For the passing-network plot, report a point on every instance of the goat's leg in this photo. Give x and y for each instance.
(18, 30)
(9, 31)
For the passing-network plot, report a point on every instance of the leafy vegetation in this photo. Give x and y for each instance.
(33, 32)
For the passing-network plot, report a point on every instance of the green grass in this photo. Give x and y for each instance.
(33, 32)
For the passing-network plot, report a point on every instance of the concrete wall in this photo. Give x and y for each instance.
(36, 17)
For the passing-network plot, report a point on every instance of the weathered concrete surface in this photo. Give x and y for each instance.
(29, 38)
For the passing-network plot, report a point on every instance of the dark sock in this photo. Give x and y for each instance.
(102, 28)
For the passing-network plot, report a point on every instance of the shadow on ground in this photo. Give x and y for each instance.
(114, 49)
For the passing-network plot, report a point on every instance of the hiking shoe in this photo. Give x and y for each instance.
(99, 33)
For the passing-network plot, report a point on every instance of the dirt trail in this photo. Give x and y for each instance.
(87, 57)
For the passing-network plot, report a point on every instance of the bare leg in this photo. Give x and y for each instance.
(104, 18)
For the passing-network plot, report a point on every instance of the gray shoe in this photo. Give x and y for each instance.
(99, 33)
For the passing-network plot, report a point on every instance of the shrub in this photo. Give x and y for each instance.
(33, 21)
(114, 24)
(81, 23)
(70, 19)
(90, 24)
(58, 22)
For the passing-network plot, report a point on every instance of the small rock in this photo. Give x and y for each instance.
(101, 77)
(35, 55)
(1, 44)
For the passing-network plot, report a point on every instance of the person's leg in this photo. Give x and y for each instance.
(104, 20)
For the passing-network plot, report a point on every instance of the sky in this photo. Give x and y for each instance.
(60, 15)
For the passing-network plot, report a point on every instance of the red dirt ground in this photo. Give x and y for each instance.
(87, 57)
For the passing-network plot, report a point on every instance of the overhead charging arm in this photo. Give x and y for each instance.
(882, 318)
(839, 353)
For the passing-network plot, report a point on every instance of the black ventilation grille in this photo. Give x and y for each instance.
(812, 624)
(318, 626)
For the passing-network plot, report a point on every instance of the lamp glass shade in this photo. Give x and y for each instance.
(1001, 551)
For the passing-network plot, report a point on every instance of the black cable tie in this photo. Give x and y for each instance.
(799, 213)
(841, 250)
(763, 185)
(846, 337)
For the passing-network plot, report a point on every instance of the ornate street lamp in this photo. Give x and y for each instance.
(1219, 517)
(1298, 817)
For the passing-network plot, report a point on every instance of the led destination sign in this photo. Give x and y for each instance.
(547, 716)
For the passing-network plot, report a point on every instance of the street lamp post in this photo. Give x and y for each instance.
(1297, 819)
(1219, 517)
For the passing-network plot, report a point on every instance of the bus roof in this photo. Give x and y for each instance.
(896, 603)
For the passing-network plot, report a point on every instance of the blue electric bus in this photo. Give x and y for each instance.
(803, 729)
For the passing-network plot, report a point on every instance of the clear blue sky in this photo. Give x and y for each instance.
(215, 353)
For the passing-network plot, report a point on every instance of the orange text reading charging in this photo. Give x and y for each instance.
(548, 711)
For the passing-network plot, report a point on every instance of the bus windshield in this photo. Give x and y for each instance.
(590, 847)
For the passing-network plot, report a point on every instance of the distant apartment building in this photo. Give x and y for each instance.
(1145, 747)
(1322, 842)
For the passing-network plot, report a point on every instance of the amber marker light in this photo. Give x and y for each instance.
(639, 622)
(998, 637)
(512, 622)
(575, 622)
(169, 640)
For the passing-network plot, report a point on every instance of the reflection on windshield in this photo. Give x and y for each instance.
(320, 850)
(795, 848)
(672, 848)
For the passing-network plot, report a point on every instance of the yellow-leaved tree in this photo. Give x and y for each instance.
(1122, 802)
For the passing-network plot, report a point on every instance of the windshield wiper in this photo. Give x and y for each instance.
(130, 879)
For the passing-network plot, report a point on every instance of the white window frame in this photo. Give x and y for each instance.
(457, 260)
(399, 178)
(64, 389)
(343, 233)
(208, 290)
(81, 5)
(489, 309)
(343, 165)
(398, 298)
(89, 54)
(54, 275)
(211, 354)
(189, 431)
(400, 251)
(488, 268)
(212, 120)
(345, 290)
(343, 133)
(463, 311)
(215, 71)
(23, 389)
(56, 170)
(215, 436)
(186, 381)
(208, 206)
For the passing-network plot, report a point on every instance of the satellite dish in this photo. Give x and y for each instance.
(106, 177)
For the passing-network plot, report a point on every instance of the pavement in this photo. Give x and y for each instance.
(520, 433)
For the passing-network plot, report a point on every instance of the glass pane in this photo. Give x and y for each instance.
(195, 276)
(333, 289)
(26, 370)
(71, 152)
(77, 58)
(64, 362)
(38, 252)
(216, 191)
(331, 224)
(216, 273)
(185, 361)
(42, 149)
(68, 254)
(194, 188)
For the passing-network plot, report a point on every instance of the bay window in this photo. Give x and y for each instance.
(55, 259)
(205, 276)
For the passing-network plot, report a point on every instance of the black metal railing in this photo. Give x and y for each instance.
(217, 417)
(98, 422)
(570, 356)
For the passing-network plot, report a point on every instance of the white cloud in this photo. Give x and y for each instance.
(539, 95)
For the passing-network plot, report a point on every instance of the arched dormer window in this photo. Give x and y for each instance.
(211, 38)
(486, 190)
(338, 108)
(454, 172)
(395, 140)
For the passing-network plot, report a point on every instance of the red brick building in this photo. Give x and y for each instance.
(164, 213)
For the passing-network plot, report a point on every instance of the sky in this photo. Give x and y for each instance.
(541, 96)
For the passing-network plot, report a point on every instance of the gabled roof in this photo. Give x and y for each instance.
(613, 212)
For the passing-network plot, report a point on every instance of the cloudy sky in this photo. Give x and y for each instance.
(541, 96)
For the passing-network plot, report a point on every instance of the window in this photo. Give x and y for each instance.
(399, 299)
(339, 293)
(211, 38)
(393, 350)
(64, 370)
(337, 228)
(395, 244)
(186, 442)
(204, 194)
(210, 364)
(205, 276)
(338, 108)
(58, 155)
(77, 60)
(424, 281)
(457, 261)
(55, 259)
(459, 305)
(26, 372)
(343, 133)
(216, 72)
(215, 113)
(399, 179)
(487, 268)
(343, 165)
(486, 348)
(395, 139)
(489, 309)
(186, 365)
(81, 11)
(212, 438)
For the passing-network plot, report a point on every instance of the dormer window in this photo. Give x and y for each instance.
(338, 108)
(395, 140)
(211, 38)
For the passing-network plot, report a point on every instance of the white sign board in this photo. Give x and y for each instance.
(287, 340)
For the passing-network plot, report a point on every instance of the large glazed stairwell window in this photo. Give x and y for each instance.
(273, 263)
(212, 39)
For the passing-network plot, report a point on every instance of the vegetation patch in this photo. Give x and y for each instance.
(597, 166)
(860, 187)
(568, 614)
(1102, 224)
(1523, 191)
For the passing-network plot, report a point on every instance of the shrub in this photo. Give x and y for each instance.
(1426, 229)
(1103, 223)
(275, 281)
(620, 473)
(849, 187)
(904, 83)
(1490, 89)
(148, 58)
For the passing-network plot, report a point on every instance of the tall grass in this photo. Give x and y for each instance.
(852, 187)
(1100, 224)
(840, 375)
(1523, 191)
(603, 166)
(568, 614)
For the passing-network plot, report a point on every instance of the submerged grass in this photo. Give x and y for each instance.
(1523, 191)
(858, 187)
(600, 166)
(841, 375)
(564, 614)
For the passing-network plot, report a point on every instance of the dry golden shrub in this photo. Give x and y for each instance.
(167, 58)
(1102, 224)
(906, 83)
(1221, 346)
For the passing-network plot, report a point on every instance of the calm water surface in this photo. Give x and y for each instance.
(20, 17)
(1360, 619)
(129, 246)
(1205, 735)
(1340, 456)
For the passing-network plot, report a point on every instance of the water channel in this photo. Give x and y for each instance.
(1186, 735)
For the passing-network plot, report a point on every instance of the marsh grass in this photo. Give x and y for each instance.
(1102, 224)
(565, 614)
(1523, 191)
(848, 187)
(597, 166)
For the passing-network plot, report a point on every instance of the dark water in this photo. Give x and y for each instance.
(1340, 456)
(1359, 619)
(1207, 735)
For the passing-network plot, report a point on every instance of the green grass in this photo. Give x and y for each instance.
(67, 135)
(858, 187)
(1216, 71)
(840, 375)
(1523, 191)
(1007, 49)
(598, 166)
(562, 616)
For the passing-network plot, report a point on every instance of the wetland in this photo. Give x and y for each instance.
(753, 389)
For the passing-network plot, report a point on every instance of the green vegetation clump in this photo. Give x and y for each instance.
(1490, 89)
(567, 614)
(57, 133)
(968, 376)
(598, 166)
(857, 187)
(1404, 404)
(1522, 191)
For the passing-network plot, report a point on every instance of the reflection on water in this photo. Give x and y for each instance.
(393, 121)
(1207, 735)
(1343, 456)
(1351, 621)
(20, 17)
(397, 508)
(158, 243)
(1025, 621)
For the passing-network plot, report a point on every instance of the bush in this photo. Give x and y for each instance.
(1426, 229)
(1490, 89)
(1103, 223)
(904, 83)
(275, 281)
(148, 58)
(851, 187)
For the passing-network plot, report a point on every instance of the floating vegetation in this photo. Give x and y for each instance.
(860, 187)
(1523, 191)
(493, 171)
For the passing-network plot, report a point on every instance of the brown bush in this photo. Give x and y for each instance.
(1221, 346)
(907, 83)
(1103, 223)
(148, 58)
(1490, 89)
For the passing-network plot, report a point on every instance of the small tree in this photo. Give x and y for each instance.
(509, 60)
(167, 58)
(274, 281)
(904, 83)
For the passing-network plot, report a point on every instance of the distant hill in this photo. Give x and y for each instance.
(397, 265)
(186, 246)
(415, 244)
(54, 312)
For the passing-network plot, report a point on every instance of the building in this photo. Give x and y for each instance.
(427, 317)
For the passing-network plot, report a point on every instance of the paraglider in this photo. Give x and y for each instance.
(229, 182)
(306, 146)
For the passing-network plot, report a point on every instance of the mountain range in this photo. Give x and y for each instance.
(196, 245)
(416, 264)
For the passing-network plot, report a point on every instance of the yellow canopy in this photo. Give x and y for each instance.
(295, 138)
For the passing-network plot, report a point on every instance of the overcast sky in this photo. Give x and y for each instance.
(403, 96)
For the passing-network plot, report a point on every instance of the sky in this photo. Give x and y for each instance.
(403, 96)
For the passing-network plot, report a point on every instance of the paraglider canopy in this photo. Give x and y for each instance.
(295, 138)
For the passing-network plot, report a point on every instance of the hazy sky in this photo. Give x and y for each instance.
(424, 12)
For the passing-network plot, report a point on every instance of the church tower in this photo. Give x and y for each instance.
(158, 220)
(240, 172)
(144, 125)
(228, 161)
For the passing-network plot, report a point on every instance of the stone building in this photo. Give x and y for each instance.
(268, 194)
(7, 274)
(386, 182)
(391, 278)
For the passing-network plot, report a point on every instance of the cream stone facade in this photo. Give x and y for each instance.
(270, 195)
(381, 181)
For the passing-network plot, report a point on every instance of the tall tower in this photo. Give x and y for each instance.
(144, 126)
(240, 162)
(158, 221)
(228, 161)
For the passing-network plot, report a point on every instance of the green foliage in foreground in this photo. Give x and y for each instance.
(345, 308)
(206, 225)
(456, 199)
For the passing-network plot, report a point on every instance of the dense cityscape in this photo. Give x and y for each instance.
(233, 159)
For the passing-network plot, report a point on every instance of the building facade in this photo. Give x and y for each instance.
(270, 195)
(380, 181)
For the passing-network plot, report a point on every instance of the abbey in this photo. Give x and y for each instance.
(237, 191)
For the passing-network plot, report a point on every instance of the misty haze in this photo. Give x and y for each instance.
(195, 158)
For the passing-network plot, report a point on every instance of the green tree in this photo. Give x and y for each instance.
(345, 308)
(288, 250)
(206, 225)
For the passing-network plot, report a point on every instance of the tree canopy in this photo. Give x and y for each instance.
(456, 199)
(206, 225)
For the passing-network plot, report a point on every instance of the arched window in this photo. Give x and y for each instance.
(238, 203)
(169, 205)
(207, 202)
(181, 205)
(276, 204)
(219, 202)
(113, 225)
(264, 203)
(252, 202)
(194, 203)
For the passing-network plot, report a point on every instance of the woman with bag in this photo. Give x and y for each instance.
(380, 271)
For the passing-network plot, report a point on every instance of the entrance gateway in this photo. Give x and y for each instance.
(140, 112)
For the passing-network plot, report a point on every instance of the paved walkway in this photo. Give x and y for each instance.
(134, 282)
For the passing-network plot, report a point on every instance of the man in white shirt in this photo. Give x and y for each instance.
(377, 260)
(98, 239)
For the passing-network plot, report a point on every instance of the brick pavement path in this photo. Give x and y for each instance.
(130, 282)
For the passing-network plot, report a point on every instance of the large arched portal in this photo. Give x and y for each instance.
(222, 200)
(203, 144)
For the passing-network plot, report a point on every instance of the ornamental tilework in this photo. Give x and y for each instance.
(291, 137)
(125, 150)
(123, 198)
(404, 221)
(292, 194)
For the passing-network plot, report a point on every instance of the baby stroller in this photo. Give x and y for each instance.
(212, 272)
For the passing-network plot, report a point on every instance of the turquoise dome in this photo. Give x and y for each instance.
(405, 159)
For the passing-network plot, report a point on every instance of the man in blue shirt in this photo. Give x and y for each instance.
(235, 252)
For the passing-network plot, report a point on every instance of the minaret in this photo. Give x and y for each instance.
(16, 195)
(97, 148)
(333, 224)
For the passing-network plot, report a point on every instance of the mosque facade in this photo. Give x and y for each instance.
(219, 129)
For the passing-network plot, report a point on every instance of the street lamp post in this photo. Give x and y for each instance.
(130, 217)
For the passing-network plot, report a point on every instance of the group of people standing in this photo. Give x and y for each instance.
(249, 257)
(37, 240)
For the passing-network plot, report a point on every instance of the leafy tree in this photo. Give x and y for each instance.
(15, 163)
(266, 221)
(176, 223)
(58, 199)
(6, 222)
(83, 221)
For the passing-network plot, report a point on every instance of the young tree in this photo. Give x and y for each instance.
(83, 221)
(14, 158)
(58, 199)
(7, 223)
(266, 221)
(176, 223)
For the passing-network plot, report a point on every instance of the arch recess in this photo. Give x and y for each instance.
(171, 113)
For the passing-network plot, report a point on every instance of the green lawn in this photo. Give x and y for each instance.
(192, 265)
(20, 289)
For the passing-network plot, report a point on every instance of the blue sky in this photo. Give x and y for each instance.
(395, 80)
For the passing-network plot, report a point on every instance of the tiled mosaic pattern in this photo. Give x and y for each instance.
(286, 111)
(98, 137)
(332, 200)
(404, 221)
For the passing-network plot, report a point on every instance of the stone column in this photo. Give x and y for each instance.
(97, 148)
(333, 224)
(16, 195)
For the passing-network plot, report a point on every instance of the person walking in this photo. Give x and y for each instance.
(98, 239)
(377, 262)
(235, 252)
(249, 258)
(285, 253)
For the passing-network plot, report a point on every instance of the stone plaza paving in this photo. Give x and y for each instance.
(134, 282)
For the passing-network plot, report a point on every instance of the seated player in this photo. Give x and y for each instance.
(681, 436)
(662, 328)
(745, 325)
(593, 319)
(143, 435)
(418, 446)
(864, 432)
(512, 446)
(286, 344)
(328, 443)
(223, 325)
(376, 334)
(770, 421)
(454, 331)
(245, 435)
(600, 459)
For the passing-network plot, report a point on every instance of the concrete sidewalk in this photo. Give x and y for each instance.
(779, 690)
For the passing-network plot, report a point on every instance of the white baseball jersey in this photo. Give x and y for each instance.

_About this exercise_
Lines before the one containing "of the seated" are left out. Repeat that line and all lines after it in the records above exactly.

_Written reply_
For the passing-network plot, report a point on every instance of the seated player in this photo. Give x and y for each instance.
(681, 436)
(662, 328)
(745, 325)
(593, 319)
(143, 435)
(418, 446)
(864, 432)
(512, 446)
(286, 344)
(328, 443)
(223, 325)
(376, 334)
(770, 421)
(454, 331)
(245, 435)
(600, 459)
For the passing-network plot, report a point on every instance of the concrete sidewalk in this photo. Give x and y for each instance.
(779, 690)
For the passing-network plot, report a point on every instance of the white baseball jersey in this photo. Give x and y for each instance.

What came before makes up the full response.